--- BEGIN ---

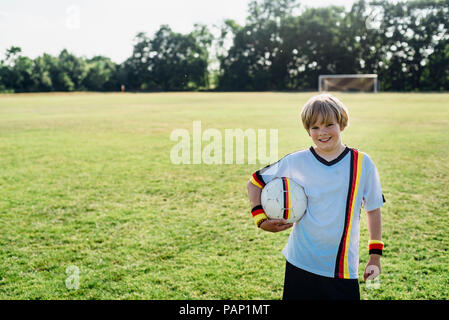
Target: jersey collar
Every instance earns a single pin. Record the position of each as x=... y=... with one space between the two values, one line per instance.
x=329 y=163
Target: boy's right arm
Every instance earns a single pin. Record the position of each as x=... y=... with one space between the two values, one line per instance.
x=272 y=225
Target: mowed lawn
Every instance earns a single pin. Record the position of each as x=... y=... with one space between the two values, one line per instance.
x=92 y=207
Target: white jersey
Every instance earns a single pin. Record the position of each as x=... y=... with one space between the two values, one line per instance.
x=326 y=240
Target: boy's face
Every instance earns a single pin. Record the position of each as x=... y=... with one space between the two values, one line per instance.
x=326 y=135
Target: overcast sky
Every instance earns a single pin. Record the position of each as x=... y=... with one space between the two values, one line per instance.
x=107 y=27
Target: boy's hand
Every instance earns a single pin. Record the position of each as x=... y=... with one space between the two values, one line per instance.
x=373 y=268
x=275 y=225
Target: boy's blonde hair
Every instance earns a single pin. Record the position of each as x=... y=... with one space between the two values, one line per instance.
x=327 y=106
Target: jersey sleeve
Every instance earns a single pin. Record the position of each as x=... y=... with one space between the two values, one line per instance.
x=261 y=177
x=372 y=193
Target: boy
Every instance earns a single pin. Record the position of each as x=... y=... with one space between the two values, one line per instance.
x=322 y=249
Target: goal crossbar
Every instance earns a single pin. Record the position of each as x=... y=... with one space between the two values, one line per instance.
x=350 y=82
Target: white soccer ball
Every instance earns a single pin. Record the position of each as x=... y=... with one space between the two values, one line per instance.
x=282 y=198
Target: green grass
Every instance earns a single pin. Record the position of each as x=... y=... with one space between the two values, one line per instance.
x=86 y=180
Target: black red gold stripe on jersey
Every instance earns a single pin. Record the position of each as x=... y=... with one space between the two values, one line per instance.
x=256 y=179
x=287 y=198
x=342 y=261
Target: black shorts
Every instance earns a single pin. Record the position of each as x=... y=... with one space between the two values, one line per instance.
x=302 y=285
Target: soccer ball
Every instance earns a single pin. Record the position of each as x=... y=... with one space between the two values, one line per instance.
x=282 y=198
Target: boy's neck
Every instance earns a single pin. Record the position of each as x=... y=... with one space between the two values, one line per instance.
x=330 y=155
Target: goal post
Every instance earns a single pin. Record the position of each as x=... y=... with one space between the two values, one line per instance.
x=348 y=82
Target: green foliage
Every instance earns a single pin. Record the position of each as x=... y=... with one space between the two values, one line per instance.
x=281 y=46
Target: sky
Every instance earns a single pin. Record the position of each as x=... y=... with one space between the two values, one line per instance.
x=108 y=27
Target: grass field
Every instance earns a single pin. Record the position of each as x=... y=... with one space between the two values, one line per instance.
x=86 y=181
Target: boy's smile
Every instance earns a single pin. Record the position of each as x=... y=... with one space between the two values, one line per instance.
x=327 y=137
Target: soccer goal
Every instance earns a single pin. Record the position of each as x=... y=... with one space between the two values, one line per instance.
x=348 y=82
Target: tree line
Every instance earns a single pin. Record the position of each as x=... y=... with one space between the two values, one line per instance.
x=281 y=46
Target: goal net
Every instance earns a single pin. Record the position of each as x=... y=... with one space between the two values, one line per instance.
x=348 y=82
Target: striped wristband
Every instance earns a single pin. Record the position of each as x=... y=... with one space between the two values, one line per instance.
x=259 y=215
x=375 y=247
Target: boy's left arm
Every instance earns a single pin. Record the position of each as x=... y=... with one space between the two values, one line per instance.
x=375 y=235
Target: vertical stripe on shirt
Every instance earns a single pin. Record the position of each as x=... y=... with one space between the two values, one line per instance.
x=342 y=261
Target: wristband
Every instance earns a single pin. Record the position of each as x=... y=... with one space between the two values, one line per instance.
x=375 y=247
x=259 y=215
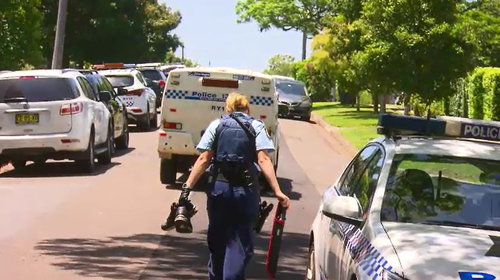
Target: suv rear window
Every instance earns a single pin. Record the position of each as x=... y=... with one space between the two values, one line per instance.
x=290 y=88
x=154 y=75
x=121 y=81
x=36 y=89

--- END ---

* Job
Please reproduce all of the material above line for line, with no changes, and leave the pictures out.

* Correct answer
Target: jersey collar
Every instance earns a single pin. Record the position of each as x=... y=... with one space between the two values, one line per instance.
x=329 y=163
Target: boy's right arm
Every instance earns a single pin. Record the position of each as x=... y=... with one space between the two values, one line per instance.
x=272 y=225
Target: mowed lawn
Every instance earns a single pin. Record the position of each as x=... y=... with one space between the two values, one line per instance.
x=92 y=207
Target: white jersey
Every instance earns a single pin. Record the position of each as x=... y=... with one space between the two values, one line per instance.
x=326 y=240
Target: boy's face
Every instance earns a single pin. Record the position of each as x=... y=... with one space between the two values, one line per instance.
x=326 y=135
Target: overcast sky
Every instance earns a single pin. Record the position of each as x=... y=... with one space between the two values, one line per instance.
x=107 y=27
Target: boy's hand
Every instance earns a single pin. Record the position of each as x=... y=... with one space between the two values, one line per instance.
x=373 y=268
x=275 y=225
Target: boy's blonde hair
Every instance earns a single pin. Record the position of each as x=... y=... with one space between the two values, one line per instance.
x=327 y=106
Target: jersey sleeve
Every instance earns a single pin. Record the position of each as x=... y=... with one space between the two values, one line per instance.
x=261 y=177
x=372 y=193
Target: boy
Every instance earns a single pin. Record the position of each as x=... y=... with one space between the two values, one line per instance.
x=322 y=249
Target: goal crossbar
Every instance earns a single pin. Record the position of each as x=... y=... with one space between the two values, one line per instance.
x=350 y=82
Target: white soccer ball
Every instance earns a single pin. Record the position of each as x=... y=... with one space between the two values, one line per instance.
x=282 y=198
Target: green grass
Every instance earns a single pin. Record the position of each as x=... y=... with one space between the two values, one line per instance.
x=86 y=180
Target: black red gold stripe on jersey
Every instance earns a single pin. Record the position of each as x=... y=... with one space between the two values, one line per instance.
x=256 y=179
x=287 y=198
x=342 y=261
Target: black shorts
Every instance earns a single pin. Record the position of each as x=... y=... with one space between the two values, one line per instance.
x=302 y=285
Target: soccer ball
Every instance earns a single pin. Record the position of each as x=... y=... with one space between the two values, one line per instance.
x=282 y=198
Target: boy's neck
Every instance earns a single pin. Record the position of each as x=... y=... with one space between the two values, one line per instance.
x=330 y=155
Target: goal post
Every instance earns a single pin. Record the position of each as x=... y=... with one space between the two values, one line per instance.
x=348 y=82
Target: green foliage
Every instance earns a single pin. Record the position of each as x=... y=... with one space between the two values, one line per instance.
x=281 y=46
Target: sky
Every instance earns a single pin. Record the position of each as x=... y=... with one space between the two values, one line per instance.
x=108 y=27
Target: grass field
Every instance earns a single pin. Record the position of each as x=... y=... with one space between the two values, one line per instance.
x=86 y=181
Target: boy's smile
Every instance earns a single pin. Record the position of each as x=... y=... with one space between the two values, one line per instance.
x=327 y=137
Target: soccer goal
Every instance earns a single pin. Record the position of each as x=... y=... with one space between the two values, one line per instance.
x=348 y=82
Target: tree line
Every instance earns a single pin. Record the position of each as x=... y=... with one space between the two values, one line per instance.
x=281 y=46
Target: goal net
Every instance earns a single pin. Record the position of each as x=... y=... with one space between the two values, one line per instance.
x=348 y=82
Target: striped wristband
Every instance earns a single pin. Record the position of each as x=... y=... with one space between the two values, one line per instance.
x=259 y=215
x=375 y=247
Target: boy's left arm
Every instance earns a single pin. Record the position of each as x=... y=... with one space between the two values, one line per instance.
x=375 y=235
Target: vertical stripe on shirt
Every instance earns a single pin. Record the position of each as x=... y=... with one space between the two values, one line per instance.
x=342 y=261
Target: wristband
Every instance earns a single pin. Record the position of each as x=... y=... with one space between the two values, one line per instance.
x=375 y=247
x=259 y=215
Target: suv rear window
Every instance earns a single pin. Record the position of each as x=... y=... with one space between the two values, one line per instance.
x=290 y=88
x=154 y=75
x=121 y=81
x=36 y=89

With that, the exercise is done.